→ PASSAGE PROVIDED
The Temple Mount in Jerusalem is understood by Jewish tradition to be Mount Moriah, the place where Adam and Eve were buried, "ground zero”, the place that links heaven and earth, where the order of the universe is maintained through ritual and rite. We, too, ascended there.
For Jews, the entire Land of Israel is also a destination of pilgrimage and promise. Just as Abraham went up to that place, so was Moses instructed to lead the people of Israel up to the Land: “Go up to the land I promised Abraham, Isaac and Jacob” (Exodus 33:1). Even though he was not permitted to enter the Land of Promise, Moses told the people: "Behold, I have set the land before you: go in and possess the land which the Eternal swore unto your ancestors, to Abraham, to Isaac and to Jacob, to give unto them and to their seed after them.” (Deuteronomy 1:8).
Even in Exile, the people of Israel looked to return to this Land. The canonical Christian order of the Hebrew Scriptures ends with the prophet Malachi speaking for God, saying “Behold, I shall send you Elijah the prophet before the coming of the great and awesome day of the Eternal” (Malachi 4:5). But the Jewish Bible ends with Cyrus’s decree: “The Eternal, the God of heaven, has given me all the kingdoms of the earth and he has appointed me to build a Temple for him at Jerusalem in Judah. Those among you of all God's people—may the Eternal God be with him—have him go up (va’ya’al)". (2 Chronicles 36:23). The stem of the final word, “va’ya’al”—have him go up—is the same root as the noun for immigration to Israel: Aliyah.
Pilgrimage is seen by the Bible as extending beyond the Jewish people. The prophet Isaiah anticipates a universal ascent. “And it shall come to pass in the end of days, that the mountain of the house of the Eternal shall be established as the top of the mountains, exalted above the hills, and all nations shall flow unto it” (Isaiah 2:2). The religious valence of the Land Israel was so significant that one famous map, published by the German Protestant theologian, Heinrich Bünting in his book Itinerarium Sacrae Scripturae (Travel through Holy Scripture, 1581), places it at the centre of the known world.
Today, the map is found within the Eran Laor maps collection in the National Library of Israel in Jerusalem. A mosaic model of the map is installed on the fence of Safra Square at the site of Jerusalem's city hall.

→ EXERCISE REQUIREMENTS
a: Condense the paragraph of the passage on pilgrimage that begins "Pilgrimage is seen by the Bible" into a shorter paragraph that keeps its main facts.
b: List every biblical book that the passage on pilgrimage cites by chapter and verse.
c: Summarize the passage on pilgrimage in two sentences.

Object location annotation data

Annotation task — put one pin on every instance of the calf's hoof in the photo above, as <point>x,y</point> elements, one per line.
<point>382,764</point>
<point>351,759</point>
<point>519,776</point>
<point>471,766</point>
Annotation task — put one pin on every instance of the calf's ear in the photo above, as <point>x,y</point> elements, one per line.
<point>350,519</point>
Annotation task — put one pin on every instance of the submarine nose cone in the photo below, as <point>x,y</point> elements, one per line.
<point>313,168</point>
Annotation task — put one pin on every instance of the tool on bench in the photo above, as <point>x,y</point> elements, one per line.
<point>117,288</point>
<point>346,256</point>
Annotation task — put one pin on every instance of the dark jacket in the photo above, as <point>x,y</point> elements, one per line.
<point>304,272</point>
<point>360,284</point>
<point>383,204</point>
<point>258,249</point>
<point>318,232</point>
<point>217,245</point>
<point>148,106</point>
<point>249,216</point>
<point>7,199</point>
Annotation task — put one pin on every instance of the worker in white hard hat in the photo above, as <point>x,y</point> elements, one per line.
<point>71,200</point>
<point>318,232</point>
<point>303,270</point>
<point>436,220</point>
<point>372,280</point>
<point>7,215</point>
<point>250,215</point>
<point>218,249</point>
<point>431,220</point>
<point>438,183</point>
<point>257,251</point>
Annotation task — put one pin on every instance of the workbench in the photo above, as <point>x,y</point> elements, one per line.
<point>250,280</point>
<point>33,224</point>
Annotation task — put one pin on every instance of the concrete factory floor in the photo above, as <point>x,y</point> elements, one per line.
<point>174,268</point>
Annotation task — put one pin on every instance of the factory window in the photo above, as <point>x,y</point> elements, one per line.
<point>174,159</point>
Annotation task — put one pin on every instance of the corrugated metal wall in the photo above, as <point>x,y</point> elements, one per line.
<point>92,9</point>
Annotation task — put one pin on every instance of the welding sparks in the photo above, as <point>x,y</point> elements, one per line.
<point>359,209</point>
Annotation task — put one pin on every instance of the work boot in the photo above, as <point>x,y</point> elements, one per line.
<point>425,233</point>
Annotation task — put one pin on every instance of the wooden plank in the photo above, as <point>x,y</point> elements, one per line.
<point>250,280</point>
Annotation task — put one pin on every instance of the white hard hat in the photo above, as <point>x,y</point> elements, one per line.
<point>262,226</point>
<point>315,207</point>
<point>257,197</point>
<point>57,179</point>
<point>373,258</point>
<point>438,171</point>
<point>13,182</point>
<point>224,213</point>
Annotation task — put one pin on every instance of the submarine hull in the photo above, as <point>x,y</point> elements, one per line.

→ ANSWERS
a: The Bible sees pilgrimage as extending beyond the Jewish people, and Isaiah anticipates a universal ascent in which all nations will flow to the mountain of the house of the Eternal (Isaiah 2:2). The Land of Israel held such religious significance that a famous map by the German Protestant theologian Heinrich Bünting, published in his 1581 book Itinerarium Sacrae Scripturae (Travel through Holy Scripture), places it at the center of the known world.

b:
- Exodus
- Deuteronomy
- Malachi
- 2 Chronicles
- Isaiah

c: Jewish tradition regards the Temple Mount as the place linking heaven and earth and the whole Land of Israel as a destination of pilgrimage and promise, a theme the Jewish Bible carries to its final word, "va'ya'al," which shares a root with Aliyah, immigration to Israel. The Bible also envisions all nations ascending to Jerusalem, and a 1581 map by Heinrich Bünting that places the Land at the center of the known world is now held by the National Library of Israel and reproduced as a mosaic at Safra Square.